**Task to complete**: Write out all the data again, exactly as it stands.

--- begin Listed records ---

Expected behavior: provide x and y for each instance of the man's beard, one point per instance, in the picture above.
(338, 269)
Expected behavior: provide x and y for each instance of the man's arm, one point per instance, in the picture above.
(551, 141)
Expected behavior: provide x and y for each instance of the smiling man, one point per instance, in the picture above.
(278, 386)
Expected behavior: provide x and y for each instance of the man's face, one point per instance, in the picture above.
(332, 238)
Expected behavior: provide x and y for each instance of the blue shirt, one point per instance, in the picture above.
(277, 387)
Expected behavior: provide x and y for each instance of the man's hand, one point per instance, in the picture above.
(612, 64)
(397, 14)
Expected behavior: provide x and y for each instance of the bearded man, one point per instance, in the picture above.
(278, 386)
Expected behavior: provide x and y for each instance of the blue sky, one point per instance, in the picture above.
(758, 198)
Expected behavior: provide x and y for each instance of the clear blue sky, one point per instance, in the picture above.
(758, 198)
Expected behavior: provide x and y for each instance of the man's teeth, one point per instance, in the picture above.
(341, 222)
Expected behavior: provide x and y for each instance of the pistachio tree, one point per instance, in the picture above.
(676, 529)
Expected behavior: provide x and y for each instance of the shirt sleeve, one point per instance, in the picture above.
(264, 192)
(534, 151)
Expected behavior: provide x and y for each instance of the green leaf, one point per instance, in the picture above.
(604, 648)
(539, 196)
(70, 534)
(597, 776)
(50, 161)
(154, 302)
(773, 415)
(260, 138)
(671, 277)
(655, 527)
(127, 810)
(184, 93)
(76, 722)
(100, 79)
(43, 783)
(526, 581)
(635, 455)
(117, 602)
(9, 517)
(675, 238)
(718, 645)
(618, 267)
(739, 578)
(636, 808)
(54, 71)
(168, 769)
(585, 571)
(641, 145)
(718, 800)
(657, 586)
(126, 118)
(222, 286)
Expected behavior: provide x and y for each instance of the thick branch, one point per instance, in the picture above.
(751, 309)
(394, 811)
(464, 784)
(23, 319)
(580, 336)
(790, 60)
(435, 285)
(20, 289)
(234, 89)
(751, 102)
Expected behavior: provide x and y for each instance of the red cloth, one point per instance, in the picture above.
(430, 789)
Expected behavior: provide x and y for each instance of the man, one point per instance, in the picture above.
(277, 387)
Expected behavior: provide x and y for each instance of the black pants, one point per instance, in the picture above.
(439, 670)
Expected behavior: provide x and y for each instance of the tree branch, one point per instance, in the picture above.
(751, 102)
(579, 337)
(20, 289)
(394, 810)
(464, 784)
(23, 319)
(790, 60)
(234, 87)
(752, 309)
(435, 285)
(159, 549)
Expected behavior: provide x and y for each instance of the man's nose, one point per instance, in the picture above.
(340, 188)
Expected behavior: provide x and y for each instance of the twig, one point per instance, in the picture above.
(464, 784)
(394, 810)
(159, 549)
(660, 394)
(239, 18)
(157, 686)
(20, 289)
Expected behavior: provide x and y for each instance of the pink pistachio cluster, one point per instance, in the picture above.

--- end Listed records ---

**Solution for this exercise**:
Expected behavior: provide x and y for each instance of the man's beard, one point per instance, in the picture above.
(338, 269)
Expected behavior: provide x and y for each instance of the man's arm, one point per instance, in the picture above.
(551, 141)
Expected behavior: provide x and y for each instance of the smiling man, one point per instance, in the picture above.
(278, 386)
Expected behavior: provide x and y for each instance of the man's face, one point per instance, in the picture above.
(332, 238)
Expected behavior: provide x and y for each instance of the blue shirt, one point per instance, in the picture above.
(277, 387)
Expected behavior: provide x and y for each instance of the man's hand, one point per instance, in the picture above.
(612, 64)
(397, 14)
Expected behavior: provide x and y for each instance of the bearded man, one point per instance, in the picture above.
(278, 386)
Expected behavior: provide x and y for each instance of the blue sky, one point per instance, in the picture above.
(758, 198)
Expected behavior: provide x and y for each instance of the clear blue sky, one point per instance, in the picture above.
(758, 198)
Expected behavior: provide x and y for each instance of the man's teeth, one point per instance, in the picture above.
(341, 222)
Expected behavior: provide x and y for each instance of the pistachio tree, one point per instance, in the picture above.
(676, 529)
Expected behavior: provide x and y for each instance of the shirt sleeve, one point per instance, in the picture above.
(264, 192)
(534, 151)
Expected behavior: provide x and y for each instance of the green leaf, one point per instance, in the picture above.
(604, 648)
(539, 196)
(70, 534)
(597, 776)
(50, 161)
(154, 302)
(773, 415)
(260, 138)
(671, 277)
(655, 527)
(127, 810)
(184, 93)
(76, 722)
(100, 79)
(43, 783)
(526, 581)
(635, 455)
(117, 602)
(9, 517)
(675, 238)
(718, 645)
(618, 267)
(739, 578)
(636, 808)
(54, 71)
(168, 769)
(585, 571)
(641, 145)
(718, 800)
(657, 586)
(126, 118)
(222, 286)
Expected behavior: provide x and y for each instance of the thick branch, one point per instance, in the picture above.
(751, 309)
(394, 811)
(464, 784)
(23, 319)
(580, 336)
(790, 60)
(435, 285)
(20, 289)
(234, 89)
(751, 102)
Expected behavior: provide x and y for each instance of the red cloth, one point per instance, in the picture above.
(430, 789)
Expected behavior: provide x and y for each instance of the man, one point per instance, in the picture above.
(277, 387)
Expected behavior: provide x and y for each instance of the black pants, one point per instance, in the picture above.
(439, 670)
Expected behavior: provide x and y for each instance of the tree branch, one point per instance, in the picture above.
(751, 102)
(579, 337)
(20, 289)
(394, 810)
(464, 784)
(23, 319)
(790, 60)
(234, 87)
(752, 309)
(435, 285)
(159, 549)
Expected behavior: provide x and y for each instance of the man's nose, one point per instance, in the picture above.
(340, 188)
Expected behavior: provide x and y for each instance of the twig, one point per instance, in the picture above.
(464, 784)
(394, 810)
(159, 549)
(660, 394)
(239, 18)
(157, 686)
(20, 289)
Expected behavior: provide x and y for each instance of the pink pistachio cluster, one point per instance, in the picture above.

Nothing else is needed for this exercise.